Object position labeling items:
○ ○ ○ ○ ○
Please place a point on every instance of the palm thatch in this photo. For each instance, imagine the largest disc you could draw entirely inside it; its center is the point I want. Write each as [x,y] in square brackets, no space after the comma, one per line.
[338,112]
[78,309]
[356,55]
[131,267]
○ ○ ○ ○ ○
Written problem:
Rewrite all of the items above, changing "palm thatch" to "thatched roof" and leaving everything else as it is.

Written solution:
Please place a point on every instance of the thatched roof in this photo. For each instance, imagine the largest disc you could draw entirely inside it; its center is the point I want. Write each as [x,y] in square brackets, no space after the comma, one per line.
[338,112]
[78,309]
[356,55]
[131,267]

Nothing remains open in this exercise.